*Excerpt:*
========

New Delhi, 5 October 2020

End of MSP

   FARMERS IN WTO TRAP?

         By Shivaji Sarkar

 

The new farm laws apparently entrap the Indian farmers in a World Trade Organisation (WTO)- tailored quagmire to gradually make them dependent on the large corporate and may substantially change the way farming is done in India.

 

Since 1995 the WTO has been demanding that developing countries make severe cuts in tariffs and tariff quotas. Now, internationally agricultural products are protected only by tariffs. Many non-tariff barriers have been eliminated or converted to tariffs through different regimes. The WTO at its various rounds has been pressurising India to deregulate. India has been fighting back but with little success.

 

All three laws -- The Farmers’ Produce Trade and Commerce (Promotion and Facilitation) Bill, 2020, The Farmers (Empowerment and Protection) Agreement on Price Assurance and Farm Services Bill, 2020 and The Essential Commodities (Amendment) Bill, 2020 -- now aim to deregulate the agricultural market mechanism, which is highly controlled by traders and producers.

 

The WTO provision for non-tariff barrier, through Agreement on Agriculture (AoA), means that there should not be subsidy in any form. The WTO views any State subsidy, including Minimum Support Price (MSP), preventing integration of agriculture to the free market. It also needs to be understood that despite it being a supposed multilateral body, the WTO policy-making is dominated by the US and the European Union as they want to keep food grain trading under their domination and eliminate all competition from developing countries, which have an advantage of cheaper labour and lower production cost.

 

The West fears that a strong farmer in the developing nations could virtually end its domination in the world market. Note that the WTO is not an economic bargain between governmental trade elites without normative value. It is a legally binding treaty squarely within the wider ambit of international law.

========

*Tasks:*
A. Extract the passage of the farm laws article from "FARMERS IN WTO" to "done in India.".
B. Continue the article on India's farm laws and the WTO, starting after its final sentence.
The data after this point comes from a separate source.

*Data provided:*
========

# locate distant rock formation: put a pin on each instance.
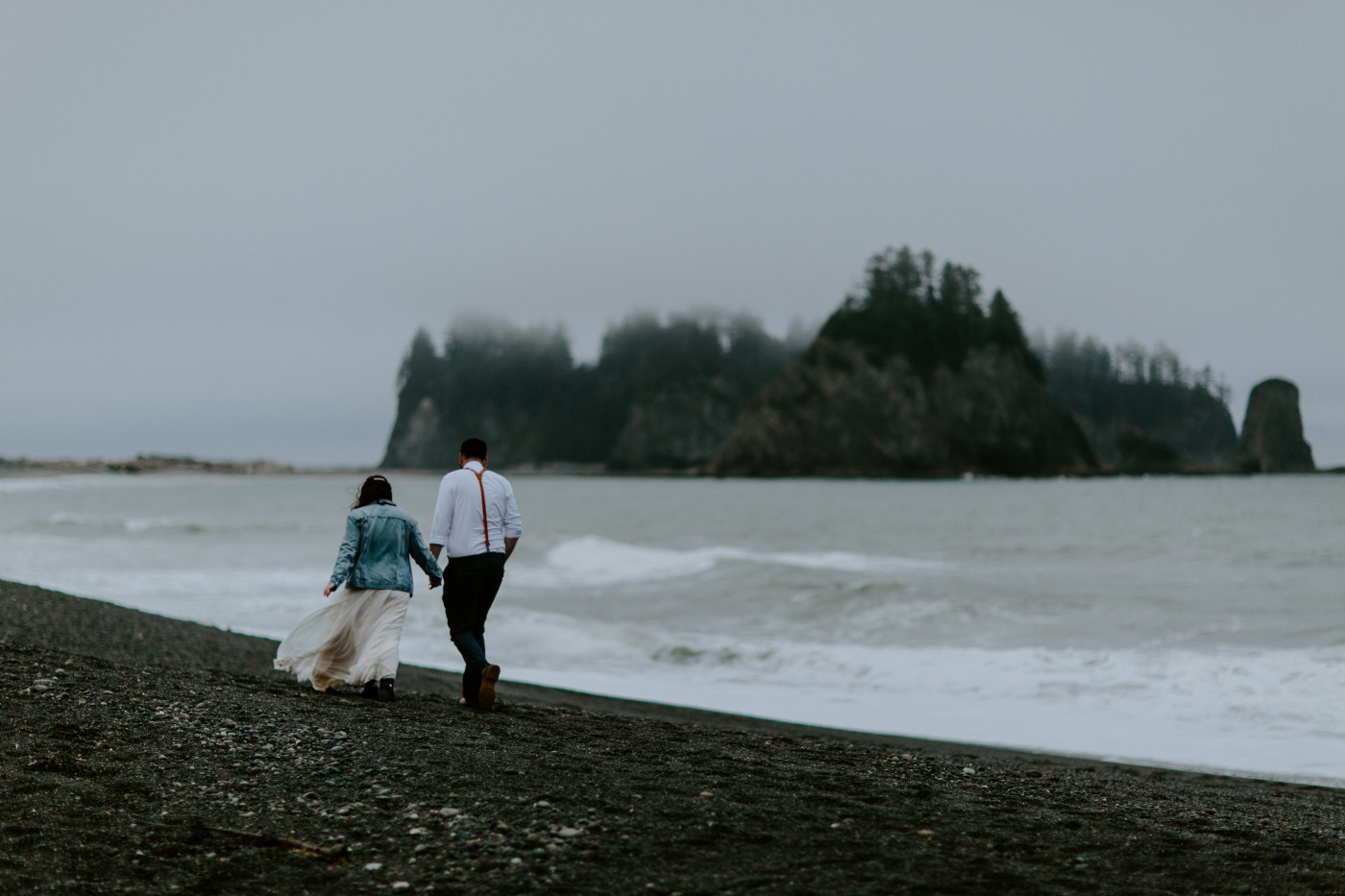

========

*Expected results:*
A.
FARMERS IN WTO TRAP?

         By Shivaji Sarkar

 

The new farm laws apparently entrap the Indian farmers in a World Trade Organisation (WTO)- tailored quagmire to gradually make them dependent on the large corporate and may substantially change the way farming is done in India.

B.
It is not only the farmers and the Opposition that are protesting but even organisations such as the Swadeshi Jagaran Manch or Bharatiya Kisan Sangathan, part of the Sangh Parivar, which are opposing the move. It is being perceived as changing the pattern of agriculture in the country. These bodies fear that relaxations being given would make it much easier for the corporate to control the pricing of farmers’ products and in the long run may control the entire farm market.

 

An interesting phenomenon is that just a month after the three bills came as Ordinances, Prime Minister Narendra Modi told the US-India Business Council meeting that since agricultural reforms have been initiated, the US companies should invest in India, implying that they no more need to fear about the non-tariff barriers, which have been dismantled by the government.

 

Remember, the government is under tremendous pressure for showing results as the economy is sinking. The rural economy sees severe constraint on cash flow, low incomes, rising loss of jobs and higher prices. This is possibly the reason why it pushed through the bills keeping all niceties at bay.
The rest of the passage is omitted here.